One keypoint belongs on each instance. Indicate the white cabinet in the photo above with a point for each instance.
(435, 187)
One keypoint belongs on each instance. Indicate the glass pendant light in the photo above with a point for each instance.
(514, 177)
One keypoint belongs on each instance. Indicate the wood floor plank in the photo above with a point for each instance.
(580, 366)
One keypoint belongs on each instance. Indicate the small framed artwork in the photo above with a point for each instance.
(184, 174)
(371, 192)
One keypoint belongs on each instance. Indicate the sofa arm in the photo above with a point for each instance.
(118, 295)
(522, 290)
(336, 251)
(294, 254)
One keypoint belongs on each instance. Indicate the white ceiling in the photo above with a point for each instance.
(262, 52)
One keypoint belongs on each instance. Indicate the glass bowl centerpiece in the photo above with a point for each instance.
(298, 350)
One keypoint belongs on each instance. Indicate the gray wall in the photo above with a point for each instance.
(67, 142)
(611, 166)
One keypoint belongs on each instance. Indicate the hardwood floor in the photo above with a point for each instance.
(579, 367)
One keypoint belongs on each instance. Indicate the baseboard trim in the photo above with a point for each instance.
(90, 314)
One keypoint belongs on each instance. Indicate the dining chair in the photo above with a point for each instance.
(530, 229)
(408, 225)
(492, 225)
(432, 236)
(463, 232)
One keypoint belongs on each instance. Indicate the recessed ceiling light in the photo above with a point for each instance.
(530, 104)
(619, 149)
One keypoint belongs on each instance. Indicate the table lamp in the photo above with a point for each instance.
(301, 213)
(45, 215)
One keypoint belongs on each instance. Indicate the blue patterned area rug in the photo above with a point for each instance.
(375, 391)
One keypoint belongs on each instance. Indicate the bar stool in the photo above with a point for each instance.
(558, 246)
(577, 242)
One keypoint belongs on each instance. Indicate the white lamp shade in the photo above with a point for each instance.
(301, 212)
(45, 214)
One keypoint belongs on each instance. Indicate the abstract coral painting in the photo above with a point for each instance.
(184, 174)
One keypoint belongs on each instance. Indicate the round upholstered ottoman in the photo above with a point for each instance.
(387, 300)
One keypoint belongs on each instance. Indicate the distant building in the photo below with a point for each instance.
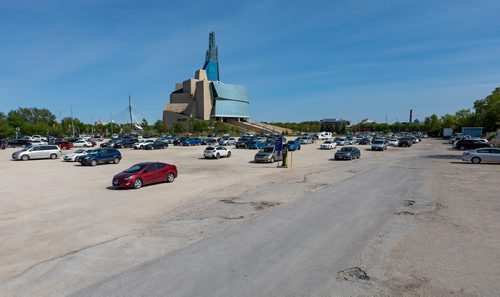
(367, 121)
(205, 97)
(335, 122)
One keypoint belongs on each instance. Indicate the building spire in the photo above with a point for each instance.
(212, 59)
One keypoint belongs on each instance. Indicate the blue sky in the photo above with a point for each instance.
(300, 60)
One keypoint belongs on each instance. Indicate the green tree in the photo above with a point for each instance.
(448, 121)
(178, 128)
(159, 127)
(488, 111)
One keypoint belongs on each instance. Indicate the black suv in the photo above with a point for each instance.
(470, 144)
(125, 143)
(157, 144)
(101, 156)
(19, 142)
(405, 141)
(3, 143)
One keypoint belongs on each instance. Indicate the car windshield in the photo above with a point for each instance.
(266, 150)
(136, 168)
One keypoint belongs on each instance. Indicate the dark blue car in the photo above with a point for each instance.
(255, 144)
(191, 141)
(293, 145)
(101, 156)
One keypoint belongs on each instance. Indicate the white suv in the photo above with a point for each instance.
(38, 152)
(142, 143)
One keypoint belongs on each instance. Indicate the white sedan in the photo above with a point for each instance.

========

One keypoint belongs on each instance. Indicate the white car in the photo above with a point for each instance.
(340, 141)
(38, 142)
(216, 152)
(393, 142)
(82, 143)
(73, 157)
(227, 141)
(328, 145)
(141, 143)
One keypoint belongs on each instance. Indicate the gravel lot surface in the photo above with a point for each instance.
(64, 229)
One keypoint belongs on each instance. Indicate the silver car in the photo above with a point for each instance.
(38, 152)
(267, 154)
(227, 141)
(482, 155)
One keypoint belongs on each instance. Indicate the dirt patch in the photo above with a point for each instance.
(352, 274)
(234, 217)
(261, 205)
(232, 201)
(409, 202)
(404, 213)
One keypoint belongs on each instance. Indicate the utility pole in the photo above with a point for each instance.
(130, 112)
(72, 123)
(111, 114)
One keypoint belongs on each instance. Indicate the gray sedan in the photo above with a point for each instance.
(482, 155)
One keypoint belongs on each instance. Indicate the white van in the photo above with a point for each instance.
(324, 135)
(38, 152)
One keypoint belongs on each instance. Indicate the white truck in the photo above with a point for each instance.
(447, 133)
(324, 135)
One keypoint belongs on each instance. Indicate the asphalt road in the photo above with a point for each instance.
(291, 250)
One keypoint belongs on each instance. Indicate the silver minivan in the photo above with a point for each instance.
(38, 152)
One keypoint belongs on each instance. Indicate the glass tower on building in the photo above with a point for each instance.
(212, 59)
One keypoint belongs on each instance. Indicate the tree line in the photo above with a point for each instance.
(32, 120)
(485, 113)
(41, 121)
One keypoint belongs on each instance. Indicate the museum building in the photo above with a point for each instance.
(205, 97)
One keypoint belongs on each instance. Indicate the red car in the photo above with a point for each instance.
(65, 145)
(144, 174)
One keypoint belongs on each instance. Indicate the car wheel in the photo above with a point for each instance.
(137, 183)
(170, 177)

========

Rewrite the data from the line containing "One keypoint belongs on each instance. Indicate the green" through the line containing "One keypoint belongs on each instance. Indicate the white sedan", both included, as a Markdown table with a Row column numbering each line and a Text column holding it. Leave out any blank lines.

● Answer to the exercise:
| Row | Text |
|---|---|
| 1 | One keypoint belongs on each instance. Indicate the green tree in the photo above with a point for each instance. |
| 2 | (448, 121) |
| 3 | (178, 128) |
| 4 | (159, 127) |
| 5 | (488, 111) |
| 6 | One keypoint belongs on each instance. Indicate the black suv in the photo above with a point for each instance. |
| 7 | (470, 144) |
| 8 | (125, 143) |
| 9 | (157, 144) |
| 10 | (101, 156) |
| 11 | (19, 142) |
| 12 | (405, 141) |
| 13 | (3, 143) |
| 14 | One keypoint belongs on each instance. Indicate the car windshield in the photo above with a point for each instance. |
| 15 | (266, 150) |
| 16 | (136, 168) |
| 17 | One keypoint belongs on each instance. Indicate the dark blue car in the photo above with a point for each instance. |
| 18 | (255, 144) |
| 19 | (191, 141) |
| 20 | (293, 145) |
| 21 | (101, 156) |
| 22 | One keypoint belongs on each instance. Indicate the white suv in the photo above with a point for each instance. |
| 23 | (38, 152) |
| 24 | (142, 143) |
| 25 | One keypoint belongs on each instance. Indicate the white sedan in the photo above with a point for each instance. |